_Exercise requirements_
Transcribe each record exactly, but omit pictures.

_Input_
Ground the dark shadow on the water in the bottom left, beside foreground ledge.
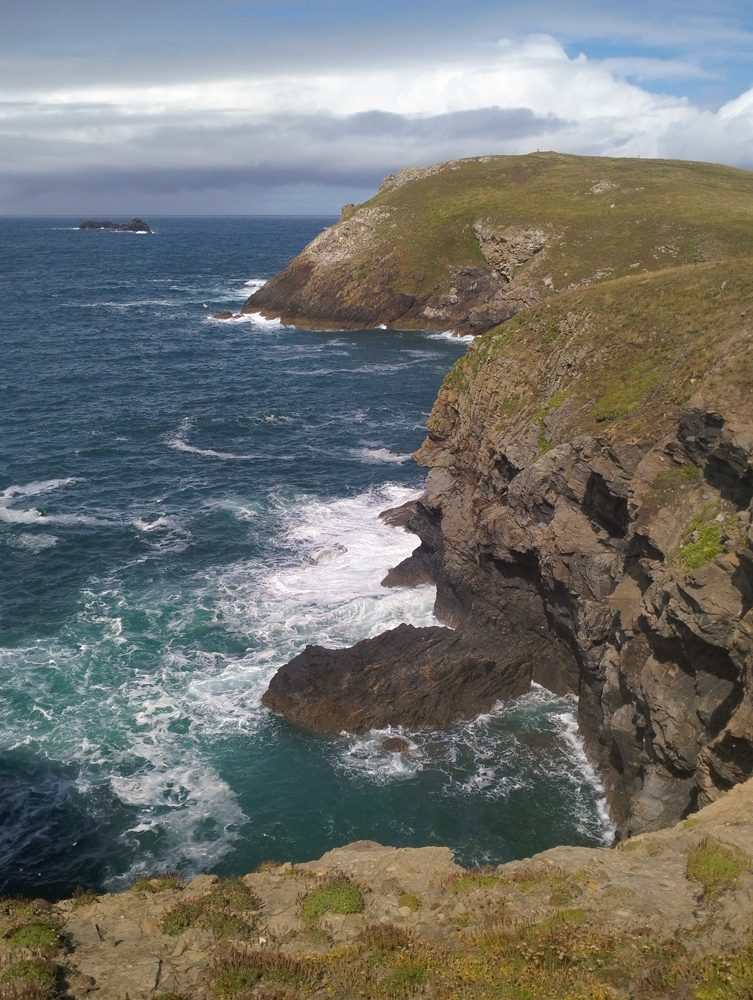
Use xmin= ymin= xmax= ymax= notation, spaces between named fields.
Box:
xmin=0 ymin=749 xmax=135 ymax=897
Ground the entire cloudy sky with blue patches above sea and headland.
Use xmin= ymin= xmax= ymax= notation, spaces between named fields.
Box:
xmin=0 ymin=0 xmax=753 ymax=215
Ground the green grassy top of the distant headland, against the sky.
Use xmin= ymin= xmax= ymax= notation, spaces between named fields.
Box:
xmin=368 ymin=153 xmax=753 ymax=294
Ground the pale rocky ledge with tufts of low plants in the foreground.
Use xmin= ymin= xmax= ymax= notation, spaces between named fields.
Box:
xmin=5 ymin=781 xmax=753 ymax=1000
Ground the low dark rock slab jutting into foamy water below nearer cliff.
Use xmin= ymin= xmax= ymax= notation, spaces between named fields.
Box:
xmin=262 ymin=625 xmax=531 ymax=733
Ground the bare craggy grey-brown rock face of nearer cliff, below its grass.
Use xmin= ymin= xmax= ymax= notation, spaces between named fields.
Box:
xmin=408 ymin=345 xmax=753 ymax=836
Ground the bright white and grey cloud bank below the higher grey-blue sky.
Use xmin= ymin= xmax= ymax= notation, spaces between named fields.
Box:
xmin=0 ymin=35 xmax=753 ymax=211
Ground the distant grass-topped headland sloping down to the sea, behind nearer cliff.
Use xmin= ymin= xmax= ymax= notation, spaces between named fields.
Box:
xmin=243 ymin=153 xmax=753 ymax=334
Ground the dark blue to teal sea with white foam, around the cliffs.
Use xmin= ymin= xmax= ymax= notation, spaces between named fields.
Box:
xmin=0 ymin=217 xmax=610 ymax=896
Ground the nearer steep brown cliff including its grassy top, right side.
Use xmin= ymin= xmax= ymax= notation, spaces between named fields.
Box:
xmin=406 ymin=262 xmax=753 ymax=836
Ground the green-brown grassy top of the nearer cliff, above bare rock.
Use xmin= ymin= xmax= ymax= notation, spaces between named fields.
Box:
xmin=428 ymin=259 xmax=753 ymax=446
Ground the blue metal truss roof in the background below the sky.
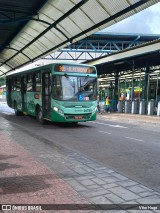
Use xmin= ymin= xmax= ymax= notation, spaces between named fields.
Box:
xmin=42 ymin=32 xmax=160 ymax=60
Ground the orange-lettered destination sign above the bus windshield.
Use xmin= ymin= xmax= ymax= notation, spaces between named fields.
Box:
xmin=54 ymin=64 xmax=96 ymax=74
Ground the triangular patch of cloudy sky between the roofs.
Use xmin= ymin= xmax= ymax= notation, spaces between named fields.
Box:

_Task output_
Ground the dark shadow on the water in the bottom left, beside foreground ledge.
Use xmin= ymin= xmax= ymax= notation, spaces between named fields.
Box:
xmin=0 ymin=749 xmax=135 ymax=897
Ground the entire cloudy sky with blue patches above sea and headland.
Use xmin= ymin= xmax= ymax= notation, spaces between named fields.
Box:
xmin=0 ymin=0 xmax=753 ymax=215
Ground the green grassy top of the distant headland, against the sky.
Use xmin= ymin= xmax= ymax= notation, spaces between named fields.
Box:
xmin=368 ymin=153 xmax=753 ymax=294
Ground the pale rocky ledge with tufts of low plants in the foreground.
Use xmin= ymin= xmax= ymax= notation, spaces between named fields.
Box:
xmin=5 ymin=781 xmax=753 ymax=1000
Ground the low dark rock slab jutting into foamy water below nearer cliff.
Use xmin= ymin= xmax= ymax= notation, spaces between named fields.
Box:
xmin=262 ymin=625 xmax=531 ymax=733
Ground the bare craggy grey-brown rock face of nearer cliff, below its grass.
Use xmin= ymin= xmax= ymax= notation, spaces between named fields.
Box:
xmin=408 ymin=345 xmax=753 ymax=836
Ground the bright white and grey cloud bank below the higher grey-blue sky.
Use xmin= ymin= xmax= ymax= notation, spaces between named fields.
Box:
xmin=0 ymin=35 xmax=753 ymax=211
Ground the distant grass-topped headland sloping down to the sea, behind nearer cliff.
Use xmin= ymin= xmax= ymax= notation, spaces between named fields.
Box:
xmin=243 ymin=153 xmax=753 ymax=334
Ground the dark blue to teal sea with white foam, around the cliffs.
Use xmin= ymin= xmax= ymax= notation, spaces between named fields.
Box:
xmin=0 ymin=217 xmax=610 ymax=896
Ground the nearer steep brown cliff including its grassy top, right side.
Use xmin= ymin= xmax= ymax= notation, spaces between named fields.
Box:
xmin=406 ymin=262 xmax=753 ymax=836
Ground the green-brown grassy top of the nearer cliff, above bare rock.
Use xmin= ymin= xmax= ymax= notation, spaces between named fields.
Box:
xmin=428 ymin=259 xmax=753 ymax=446
Ground the blue metal truss roof in the background below the sky.
Use xmin= ymin= xmax= ymax= notation, spaces between named fields.
Box:
xmin=42 ymin=32 xmax=160 ymax=60
Ground the orange-lettered destination sign above the bus windshield.
Use xmin= ymin= xmax= ymax= notation, spaces between named fields.
Box:
xmin=54 ymin=64 xmax=96 ymax=74
Ground the triangular patch of cloudy sky between the roofs.
Use xmin= ymin= xmax= ymax= notation, spaces between named fields.
Box:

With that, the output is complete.